▸ **What you will do**
**1.** Return the stretch from "AKT-mediated phosphorylation of" through "Manning, Brendan D." in the TSC2 phosphorylation abstract below, copied word for word.
**2.** Rewrite the paragraph of the TSC2 phosphorylation abstract that begins "Mechanistic target of rapamycin" as a short bulleted list that keeps its main facts.

AKT-mediated phosphorylation of TSC2 controls stimulus- and tissue-specific mTORC1 signaling and organ growth

• Published in: Developmental cell
• Main Authors: Cormerais, Yann, Lapp, Samuel C., Kalafut, Krystle C., Cissé, Madi Y., Shin, Jong, Stefadu, Benjamin, Personnaz, Jean, Schrötter, Sandra, Freed, Jessica, D’Amore, Angelica, Martin, Emma R., Salussolia, Catherine L., Sahin, Mustafa, Menon, Suchithra, Byles, Vanessa, Manning, Brendan D.
• Format: Journal Article
• Language: English
• Published: United States 30.05.2025
• Subjects: microcephaly; lean mass; PI3K; insulin; RHEB; feeding; myotubes; lysosome; neurons; phosphoinositide 3-kinase
• ISSN: 1534-5807; 1878-1551; 1878-1551
• DOI: 10.1016/j.devcel.2025.05.008

Mechanistic target of rapamycin (mTOR) complex 1 (mTORC1) integrates diverse growth signals to regulate cell and tissue growth. How the molecular mechanisms regulating mTORC1 signaling-established through biochemical and cell biological studies-function under physiological states in specific mammalian tissues is undefined. Here, we characterize a genetic mouse model lacking the five phosphorylation sites on the tuberous sclerosis complex 2 (TSC2) protein through which the growth factor-stimulated protein kinase AKT can activate mTORC1 signaling in cell culture models. These phospho-mutant mice (TSC2-5A) are developmentally normal but exhibit reduced body weight and the weight of specific organs, such as the brain and skeletal muscle, associated with cell-intrinsic decreases in growth factor-stimulated mTORC1 signaling. The TSC2-5A mice demonstrate that TSC2 phosphorylation is a primary mechanism of mTORC1 regulation in response to exogenous signals in some, but not all, tissues and provide a genetic tool to study the physiological regulation of mTORC1.

▸ **Data listing**

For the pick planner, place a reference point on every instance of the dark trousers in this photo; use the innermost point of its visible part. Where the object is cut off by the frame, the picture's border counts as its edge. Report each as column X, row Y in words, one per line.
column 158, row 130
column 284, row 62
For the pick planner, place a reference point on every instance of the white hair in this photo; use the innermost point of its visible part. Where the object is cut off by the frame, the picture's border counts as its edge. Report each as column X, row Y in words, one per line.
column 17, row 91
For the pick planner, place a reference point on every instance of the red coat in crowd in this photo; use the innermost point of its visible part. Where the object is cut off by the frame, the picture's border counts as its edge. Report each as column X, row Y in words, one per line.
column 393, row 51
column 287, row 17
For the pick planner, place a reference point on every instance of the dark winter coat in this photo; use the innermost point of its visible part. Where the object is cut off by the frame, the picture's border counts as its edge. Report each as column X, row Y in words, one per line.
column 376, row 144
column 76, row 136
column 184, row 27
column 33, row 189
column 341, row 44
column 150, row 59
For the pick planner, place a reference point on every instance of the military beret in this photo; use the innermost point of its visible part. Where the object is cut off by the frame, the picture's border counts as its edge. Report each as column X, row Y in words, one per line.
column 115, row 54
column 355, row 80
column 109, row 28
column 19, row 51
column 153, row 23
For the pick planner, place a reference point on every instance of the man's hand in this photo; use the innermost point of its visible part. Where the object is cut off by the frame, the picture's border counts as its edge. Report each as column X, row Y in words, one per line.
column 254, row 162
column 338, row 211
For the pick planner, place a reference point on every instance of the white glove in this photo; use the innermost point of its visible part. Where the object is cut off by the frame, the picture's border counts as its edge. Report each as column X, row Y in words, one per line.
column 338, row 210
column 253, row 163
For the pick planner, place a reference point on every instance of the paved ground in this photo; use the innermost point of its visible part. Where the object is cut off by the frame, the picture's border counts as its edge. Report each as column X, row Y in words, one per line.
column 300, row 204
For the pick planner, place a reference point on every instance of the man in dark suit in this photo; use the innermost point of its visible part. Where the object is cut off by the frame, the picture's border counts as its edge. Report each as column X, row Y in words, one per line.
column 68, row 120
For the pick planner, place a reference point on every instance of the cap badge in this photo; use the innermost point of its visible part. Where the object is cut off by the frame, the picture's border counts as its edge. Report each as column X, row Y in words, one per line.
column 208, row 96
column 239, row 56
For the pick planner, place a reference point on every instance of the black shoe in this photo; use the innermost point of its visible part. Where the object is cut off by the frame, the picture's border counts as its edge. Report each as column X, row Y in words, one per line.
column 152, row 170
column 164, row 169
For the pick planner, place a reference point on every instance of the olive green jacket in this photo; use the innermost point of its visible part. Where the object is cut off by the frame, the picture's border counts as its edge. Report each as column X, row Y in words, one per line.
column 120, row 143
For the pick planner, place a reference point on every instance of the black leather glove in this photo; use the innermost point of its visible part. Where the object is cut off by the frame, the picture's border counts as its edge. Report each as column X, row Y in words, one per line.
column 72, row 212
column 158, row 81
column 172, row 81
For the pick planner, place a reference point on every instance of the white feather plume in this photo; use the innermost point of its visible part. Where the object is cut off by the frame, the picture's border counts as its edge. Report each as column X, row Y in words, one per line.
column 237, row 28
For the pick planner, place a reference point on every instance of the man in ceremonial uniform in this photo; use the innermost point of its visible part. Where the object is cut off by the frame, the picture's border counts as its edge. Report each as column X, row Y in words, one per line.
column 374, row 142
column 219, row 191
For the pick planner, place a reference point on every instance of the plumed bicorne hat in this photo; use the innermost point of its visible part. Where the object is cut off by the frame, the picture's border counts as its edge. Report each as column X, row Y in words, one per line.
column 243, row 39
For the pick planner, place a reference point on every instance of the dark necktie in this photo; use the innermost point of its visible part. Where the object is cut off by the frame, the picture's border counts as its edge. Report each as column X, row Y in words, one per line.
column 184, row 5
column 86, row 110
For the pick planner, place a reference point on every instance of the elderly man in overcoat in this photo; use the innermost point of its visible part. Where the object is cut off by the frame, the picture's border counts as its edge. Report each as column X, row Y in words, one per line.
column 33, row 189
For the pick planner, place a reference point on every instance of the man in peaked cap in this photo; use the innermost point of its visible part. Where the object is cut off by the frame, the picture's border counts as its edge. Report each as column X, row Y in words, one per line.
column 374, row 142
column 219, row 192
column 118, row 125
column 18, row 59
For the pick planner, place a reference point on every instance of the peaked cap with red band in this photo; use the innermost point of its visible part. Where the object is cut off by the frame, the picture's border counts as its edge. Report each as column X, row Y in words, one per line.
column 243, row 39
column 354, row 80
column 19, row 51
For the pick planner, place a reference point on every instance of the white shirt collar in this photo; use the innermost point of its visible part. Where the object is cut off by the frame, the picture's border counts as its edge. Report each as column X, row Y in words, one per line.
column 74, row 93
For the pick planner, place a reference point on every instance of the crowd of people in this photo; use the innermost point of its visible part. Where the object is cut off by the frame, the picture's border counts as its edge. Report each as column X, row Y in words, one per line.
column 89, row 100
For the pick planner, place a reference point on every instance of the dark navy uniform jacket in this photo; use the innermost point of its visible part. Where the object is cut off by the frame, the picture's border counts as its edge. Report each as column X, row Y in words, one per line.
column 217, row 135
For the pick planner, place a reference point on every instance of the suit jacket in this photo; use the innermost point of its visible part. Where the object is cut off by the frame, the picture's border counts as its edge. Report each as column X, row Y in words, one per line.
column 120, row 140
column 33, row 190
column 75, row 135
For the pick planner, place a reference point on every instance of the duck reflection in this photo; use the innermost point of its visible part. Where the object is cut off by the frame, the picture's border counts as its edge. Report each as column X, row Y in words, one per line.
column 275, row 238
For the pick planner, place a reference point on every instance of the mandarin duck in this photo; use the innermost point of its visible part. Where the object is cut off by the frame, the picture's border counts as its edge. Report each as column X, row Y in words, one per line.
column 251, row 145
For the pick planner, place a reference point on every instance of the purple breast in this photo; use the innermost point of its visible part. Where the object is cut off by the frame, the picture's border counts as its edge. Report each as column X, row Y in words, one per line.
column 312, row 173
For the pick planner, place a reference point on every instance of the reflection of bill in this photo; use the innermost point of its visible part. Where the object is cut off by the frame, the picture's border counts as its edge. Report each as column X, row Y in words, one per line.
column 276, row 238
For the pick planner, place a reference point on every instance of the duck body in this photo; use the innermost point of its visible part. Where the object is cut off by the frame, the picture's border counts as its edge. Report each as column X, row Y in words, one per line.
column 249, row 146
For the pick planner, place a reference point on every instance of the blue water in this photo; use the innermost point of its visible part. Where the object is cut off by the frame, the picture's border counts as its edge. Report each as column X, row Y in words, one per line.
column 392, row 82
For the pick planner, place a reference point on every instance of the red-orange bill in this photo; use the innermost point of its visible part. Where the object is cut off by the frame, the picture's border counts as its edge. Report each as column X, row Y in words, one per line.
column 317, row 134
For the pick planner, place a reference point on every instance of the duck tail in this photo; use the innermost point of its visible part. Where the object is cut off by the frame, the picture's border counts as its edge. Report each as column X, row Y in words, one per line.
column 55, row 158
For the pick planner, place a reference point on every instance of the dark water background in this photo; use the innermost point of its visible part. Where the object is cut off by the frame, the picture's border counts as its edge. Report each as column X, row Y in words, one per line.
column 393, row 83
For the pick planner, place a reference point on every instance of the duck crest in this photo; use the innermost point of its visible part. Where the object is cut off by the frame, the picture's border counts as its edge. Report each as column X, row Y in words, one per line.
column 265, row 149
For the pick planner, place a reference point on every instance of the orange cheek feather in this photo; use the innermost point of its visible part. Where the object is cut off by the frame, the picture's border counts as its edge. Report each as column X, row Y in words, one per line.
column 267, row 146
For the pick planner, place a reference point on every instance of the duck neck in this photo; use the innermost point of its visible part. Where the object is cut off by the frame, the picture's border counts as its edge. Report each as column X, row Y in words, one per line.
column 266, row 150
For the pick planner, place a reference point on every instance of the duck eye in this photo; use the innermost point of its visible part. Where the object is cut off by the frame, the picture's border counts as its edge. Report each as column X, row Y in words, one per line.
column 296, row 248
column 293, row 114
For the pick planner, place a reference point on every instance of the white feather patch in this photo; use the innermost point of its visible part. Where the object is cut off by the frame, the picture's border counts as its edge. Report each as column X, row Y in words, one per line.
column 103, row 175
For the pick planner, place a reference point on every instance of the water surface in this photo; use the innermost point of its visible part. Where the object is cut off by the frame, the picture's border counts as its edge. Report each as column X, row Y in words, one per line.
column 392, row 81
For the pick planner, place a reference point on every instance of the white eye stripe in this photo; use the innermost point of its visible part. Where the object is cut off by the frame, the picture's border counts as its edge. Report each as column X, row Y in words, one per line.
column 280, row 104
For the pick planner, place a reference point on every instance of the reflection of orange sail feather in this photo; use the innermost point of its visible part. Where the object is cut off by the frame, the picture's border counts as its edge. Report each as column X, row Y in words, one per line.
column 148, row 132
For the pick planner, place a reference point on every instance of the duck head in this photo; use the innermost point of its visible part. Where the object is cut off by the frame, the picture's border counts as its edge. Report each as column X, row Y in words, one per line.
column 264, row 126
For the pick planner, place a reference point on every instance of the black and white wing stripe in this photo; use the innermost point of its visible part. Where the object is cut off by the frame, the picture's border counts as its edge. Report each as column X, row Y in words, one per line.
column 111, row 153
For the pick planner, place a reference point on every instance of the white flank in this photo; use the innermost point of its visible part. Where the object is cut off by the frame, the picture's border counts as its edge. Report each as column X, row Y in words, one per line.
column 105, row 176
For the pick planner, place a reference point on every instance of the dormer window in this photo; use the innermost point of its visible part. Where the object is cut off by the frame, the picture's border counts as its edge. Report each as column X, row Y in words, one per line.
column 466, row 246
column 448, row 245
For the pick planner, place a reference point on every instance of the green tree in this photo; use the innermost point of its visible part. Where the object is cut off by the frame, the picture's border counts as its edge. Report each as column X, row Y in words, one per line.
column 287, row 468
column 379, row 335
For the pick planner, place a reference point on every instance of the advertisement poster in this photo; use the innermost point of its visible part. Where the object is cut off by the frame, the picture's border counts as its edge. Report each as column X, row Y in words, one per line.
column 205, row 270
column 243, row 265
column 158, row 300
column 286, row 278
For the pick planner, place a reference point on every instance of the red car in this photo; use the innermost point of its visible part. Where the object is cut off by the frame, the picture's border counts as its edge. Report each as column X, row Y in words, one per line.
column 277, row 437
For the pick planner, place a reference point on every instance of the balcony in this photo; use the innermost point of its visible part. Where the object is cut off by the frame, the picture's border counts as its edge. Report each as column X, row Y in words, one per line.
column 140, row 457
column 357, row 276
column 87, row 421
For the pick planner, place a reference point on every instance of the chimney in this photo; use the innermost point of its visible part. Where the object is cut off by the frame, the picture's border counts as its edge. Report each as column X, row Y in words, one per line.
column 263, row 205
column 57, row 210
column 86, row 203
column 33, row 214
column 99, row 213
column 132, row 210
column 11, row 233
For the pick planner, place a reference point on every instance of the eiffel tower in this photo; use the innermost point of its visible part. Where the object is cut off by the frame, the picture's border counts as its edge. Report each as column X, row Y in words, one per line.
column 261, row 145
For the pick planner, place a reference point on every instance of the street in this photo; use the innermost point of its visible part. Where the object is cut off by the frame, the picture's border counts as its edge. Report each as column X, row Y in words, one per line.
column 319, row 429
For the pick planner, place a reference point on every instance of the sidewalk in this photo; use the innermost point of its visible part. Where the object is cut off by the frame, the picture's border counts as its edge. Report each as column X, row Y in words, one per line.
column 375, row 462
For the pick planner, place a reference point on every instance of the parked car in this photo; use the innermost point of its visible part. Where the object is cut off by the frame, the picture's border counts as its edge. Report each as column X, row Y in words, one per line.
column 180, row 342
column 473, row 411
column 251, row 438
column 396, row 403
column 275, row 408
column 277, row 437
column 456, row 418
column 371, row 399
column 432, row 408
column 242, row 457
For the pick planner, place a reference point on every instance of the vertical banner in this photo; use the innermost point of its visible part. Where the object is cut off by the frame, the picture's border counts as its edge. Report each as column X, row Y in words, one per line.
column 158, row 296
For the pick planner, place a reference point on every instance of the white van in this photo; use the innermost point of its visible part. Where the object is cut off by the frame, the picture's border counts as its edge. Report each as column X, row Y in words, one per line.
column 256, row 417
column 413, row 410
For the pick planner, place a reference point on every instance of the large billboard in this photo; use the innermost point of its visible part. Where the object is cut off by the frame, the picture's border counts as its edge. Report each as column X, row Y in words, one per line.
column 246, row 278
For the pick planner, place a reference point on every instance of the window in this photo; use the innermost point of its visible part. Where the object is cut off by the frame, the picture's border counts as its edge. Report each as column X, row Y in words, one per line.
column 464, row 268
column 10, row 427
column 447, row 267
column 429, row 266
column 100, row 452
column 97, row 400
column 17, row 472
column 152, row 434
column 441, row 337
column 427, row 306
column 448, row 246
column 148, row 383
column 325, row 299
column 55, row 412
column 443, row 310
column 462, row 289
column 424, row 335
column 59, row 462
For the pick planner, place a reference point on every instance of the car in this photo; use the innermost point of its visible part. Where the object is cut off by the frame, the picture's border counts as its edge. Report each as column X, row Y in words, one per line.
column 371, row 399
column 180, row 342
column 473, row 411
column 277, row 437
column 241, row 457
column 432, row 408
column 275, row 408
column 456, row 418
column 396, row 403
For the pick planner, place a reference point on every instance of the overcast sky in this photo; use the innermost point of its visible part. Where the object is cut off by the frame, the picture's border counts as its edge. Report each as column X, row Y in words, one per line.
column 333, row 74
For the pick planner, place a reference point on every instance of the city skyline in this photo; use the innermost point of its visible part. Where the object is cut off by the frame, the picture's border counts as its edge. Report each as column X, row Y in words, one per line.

▸ **Answers by item number**
**1.**
AKT-mediated phosphorylation of TSC2 controls stimulus- and tissue-specific mTORC1 signaling and organ growth

• Published in: Developmental cell
• Main Authors: Cormerais, Yann, Lapp, Samuel C., Kalafut, Krystle C., Cissé, Madi Y., Shin, Jong, Stefadu, Benjamin, Personnaz, Jean, Schrötter, Sandra, Freed, Jessica, D’Amore, Angelica, Martin, Emma R., Salussolia, Catherine L., Sahin, Mustafa, Menon, Suchithra, Byles, Vanessa, Manning, Brendan D.

**2.**
- mTORC1 integrates diverse growth signals to regulate cell and tissue growth.
- Biochemical and cell biological studies have established mechanisms that regulate mTORC1 signaling. How these mechanisms function under physiological states in specific mammalian tissues is undefined.
- The study characterizes a genetic mouse model (TSC2-5A) that lacks the five TSC2 phosphorylation sites. In cell culture models, AKT can activate mTORC1 signaling through these sites.
- TSC2-5A mice are developmentally normal. They have reduced body weight and reduced weight of specific organs, such as the brain and skeletal muscle, associated with cell-intrinsic decreases in growth factor-stimulated mTORC1 signaling.
- The mice show that TSC2 phosphorylation is a primary mechanism of mTORC1 regulation in response to exogenous signals in some, but not all, tissues.
- The mice provide a genetic tool to study the physiological regulation of mTORC1.